### Task to carry out
The pictures in the data below are to be omitted; all else must be duplicated exactly.
########################################
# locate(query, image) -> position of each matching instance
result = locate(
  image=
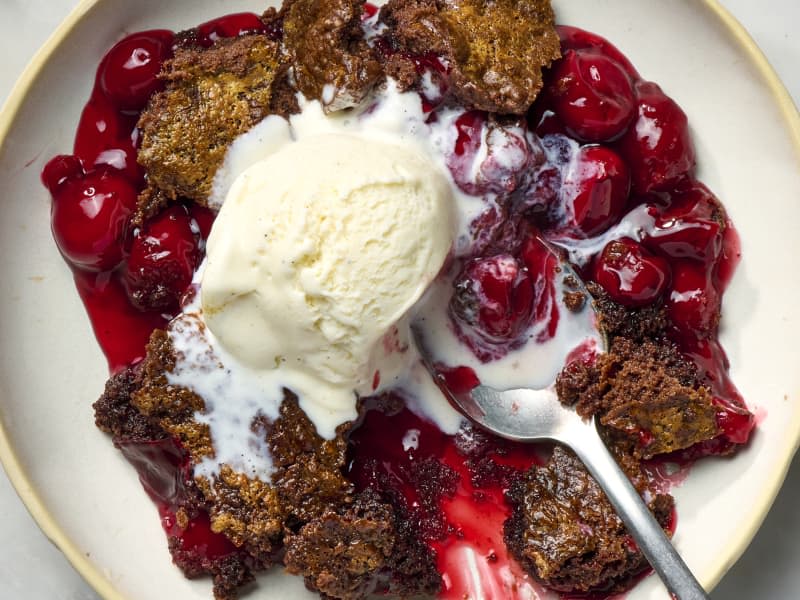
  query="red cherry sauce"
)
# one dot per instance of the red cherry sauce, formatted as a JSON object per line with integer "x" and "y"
{"x": 451, "y": 486}
{"x": 165, "y": 472}
{"x": 91, "y": 202}
{"x": 461, "y": 518}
########################################
### Task answer
# locate(query, image) -> position of each matching instance
result = locate(
  image=
  query="red cherry sauce"
)
# one dot per instance of the red cherry sauce, formatted as a JSON object per line with integer "x" and "y"
{"x": 451, "y": 486}
{"x": 165, "y": 472}
{"x": 91, "y": 202}
{"x": 461, "y": 518}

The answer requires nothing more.